===== STORED RECORDS =====

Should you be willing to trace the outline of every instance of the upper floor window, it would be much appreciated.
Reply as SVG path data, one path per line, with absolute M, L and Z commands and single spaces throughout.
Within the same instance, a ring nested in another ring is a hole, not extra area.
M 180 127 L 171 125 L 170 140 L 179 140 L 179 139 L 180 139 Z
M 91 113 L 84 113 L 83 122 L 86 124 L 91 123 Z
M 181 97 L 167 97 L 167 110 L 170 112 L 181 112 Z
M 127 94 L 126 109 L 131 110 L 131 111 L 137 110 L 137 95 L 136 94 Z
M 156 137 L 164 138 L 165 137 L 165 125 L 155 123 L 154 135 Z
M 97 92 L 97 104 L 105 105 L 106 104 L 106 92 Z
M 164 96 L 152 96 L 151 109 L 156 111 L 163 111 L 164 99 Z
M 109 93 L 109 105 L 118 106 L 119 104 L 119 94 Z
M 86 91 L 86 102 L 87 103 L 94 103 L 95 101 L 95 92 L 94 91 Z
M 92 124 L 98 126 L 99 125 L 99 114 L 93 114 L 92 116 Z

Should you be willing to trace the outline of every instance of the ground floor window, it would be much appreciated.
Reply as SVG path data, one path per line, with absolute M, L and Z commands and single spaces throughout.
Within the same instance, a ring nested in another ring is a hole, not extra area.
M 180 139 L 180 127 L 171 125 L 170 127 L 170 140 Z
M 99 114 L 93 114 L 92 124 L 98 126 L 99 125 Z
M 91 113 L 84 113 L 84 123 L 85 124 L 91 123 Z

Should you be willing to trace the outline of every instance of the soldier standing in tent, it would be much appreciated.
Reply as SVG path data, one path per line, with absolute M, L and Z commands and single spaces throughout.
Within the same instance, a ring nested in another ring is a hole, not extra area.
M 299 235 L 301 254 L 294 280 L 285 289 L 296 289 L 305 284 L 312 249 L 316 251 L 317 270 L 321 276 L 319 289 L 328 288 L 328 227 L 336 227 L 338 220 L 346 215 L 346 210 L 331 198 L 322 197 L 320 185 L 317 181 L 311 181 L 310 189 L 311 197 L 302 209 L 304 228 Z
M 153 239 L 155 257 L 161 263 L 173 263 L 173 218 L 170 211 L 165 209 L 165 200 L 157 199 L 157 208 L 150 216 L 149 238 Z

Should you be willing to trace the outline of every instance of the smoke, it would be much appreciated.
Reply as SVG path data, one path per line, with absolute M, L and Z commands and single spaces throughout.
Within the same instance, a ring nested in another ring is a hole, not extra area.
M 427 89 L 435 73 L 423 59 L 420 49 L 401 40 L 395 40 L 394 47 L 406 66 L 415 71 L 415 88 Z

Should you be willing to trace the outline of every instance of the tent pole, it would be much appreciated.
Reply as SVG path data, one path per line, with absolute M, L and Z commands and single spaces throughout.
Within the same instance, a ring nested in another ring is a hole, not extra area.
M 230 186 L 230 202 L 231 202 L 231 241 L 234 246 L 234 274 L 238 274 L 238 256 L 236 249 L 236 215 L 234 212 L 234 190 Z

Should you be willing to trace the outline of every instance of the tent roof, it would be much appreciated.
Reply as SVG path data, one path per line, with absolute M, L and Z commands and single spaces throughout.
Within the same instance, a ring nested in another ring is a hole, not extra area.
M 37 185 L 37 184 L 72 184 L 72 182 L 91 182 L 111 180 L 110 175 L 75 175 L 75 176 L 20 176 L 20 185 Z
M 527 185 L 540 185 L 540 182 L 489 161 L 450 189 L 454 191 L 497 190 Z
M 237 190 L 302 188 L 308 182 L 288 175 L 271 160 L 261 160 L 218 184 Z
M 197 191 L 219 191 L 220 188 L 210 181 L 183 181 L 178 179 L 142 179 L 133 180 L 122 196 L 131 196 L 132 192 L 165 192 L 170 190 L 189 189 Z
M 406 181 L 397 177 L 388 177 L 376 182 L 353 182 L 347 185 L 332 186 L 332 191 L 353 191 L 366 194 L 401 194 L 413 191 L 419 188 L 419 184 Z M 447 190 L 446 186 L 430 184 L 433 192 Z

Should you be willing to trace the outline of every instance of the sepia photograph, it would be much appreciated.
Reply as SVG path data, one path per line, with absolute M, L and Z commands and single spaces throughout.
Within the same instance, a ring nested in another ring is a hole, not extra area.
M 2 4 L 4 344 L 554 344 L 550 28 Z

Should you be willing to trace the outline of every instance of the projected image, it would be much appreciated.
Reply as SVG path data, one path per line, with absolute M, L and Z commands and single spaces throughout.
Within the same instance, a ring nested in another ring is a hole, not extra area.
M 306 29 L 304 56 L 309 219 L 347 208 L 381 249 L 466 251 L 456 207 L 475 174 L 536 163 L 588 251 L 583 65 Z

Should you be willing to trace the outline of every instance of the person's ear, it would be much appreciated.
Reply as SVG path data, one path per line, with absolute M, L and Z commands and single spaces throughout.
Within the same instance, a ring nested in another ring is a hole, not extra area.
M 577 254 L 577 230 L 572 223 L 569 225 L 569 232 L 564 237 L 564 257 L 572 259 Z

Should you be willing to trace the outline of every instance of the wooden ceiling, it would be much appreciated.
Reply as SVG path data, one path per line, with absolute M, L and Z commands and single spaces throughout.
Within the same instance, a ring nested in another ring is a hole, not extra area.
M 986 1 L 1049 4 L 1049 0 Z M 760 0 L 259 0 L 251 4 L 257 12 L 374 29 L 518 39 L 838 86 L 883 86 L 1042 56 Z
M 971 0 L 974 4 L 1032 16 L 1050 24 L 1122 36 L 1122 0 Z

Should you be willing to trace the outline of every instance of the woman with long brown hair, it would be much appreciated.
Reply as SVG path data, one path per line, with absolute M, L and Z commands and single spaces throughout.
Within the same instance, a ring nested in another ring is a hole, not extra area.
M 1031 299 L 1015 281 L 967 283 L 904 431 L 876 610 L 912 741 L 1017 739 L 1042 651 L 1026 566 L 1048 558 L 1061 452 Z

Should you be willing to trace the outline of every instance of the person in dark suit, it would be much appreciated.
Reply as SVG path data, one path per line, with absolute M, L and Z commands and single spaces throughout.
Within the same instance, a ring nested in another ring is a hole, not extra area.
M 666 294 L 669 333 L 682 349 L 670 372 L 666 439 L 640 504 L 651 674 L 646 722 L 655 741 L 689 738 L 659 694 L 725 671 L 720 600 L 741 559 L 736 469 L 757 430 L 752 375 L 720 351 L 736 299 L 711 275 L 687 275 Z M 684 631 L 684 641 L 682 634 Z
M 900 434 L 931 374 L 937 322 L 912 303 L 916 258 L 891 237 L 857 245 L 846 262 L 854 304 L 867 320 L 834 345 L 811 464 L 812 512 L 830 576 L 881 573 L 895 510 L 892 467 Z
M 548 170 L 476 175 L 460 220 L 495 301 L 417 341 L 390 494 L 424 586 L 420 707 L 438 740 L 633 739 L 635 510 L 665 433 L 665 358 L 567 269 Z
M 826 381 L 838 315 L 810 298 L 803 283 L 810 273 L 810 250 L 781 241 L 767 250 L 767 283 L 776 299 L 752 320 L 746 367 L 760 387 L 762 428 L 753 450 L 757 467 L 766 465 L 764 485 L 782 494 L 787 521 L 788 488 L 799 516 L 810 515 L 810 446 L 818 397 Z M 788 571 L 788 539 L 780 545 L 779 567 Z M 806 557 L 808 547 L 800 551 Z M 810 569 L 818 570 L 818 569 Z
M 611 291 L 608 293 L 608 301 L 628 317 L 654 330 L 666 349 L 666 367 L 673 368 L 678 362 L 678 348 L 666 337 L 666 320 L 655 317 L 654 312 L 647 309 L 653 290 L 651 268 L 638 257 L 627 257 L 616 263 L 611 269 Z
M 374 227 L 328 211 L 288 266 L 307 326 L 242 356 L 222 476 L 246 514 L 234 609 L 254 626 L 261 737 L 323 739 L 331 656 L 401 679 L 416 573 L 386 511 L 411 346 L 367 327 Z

=====

** PROBLEM **
Convert the listing into a Markdown table with the columns Row and Line text, starting at the top of the listing and ending at the line containing "M 180 127 L", both included. Give each line its row number and leave out blank lines.

** CORRECT OUTPUT **
| Row | Line text |
|---|---|
| 1 | Should you be willing to trace the outline of every instance of the upper floor window, it would be much appreciated. |
| 2 | Reply as SVG path data, one path per line, with absolute M, L and Z commands and single spaces throughout. |
| 3 | Within the same instance, a ring nested in another ring is a hole, not extra area. |
| 4 | M 180 127 L 171 125 L 170 140 L 179 140 L 179 139 L 180 139 Z |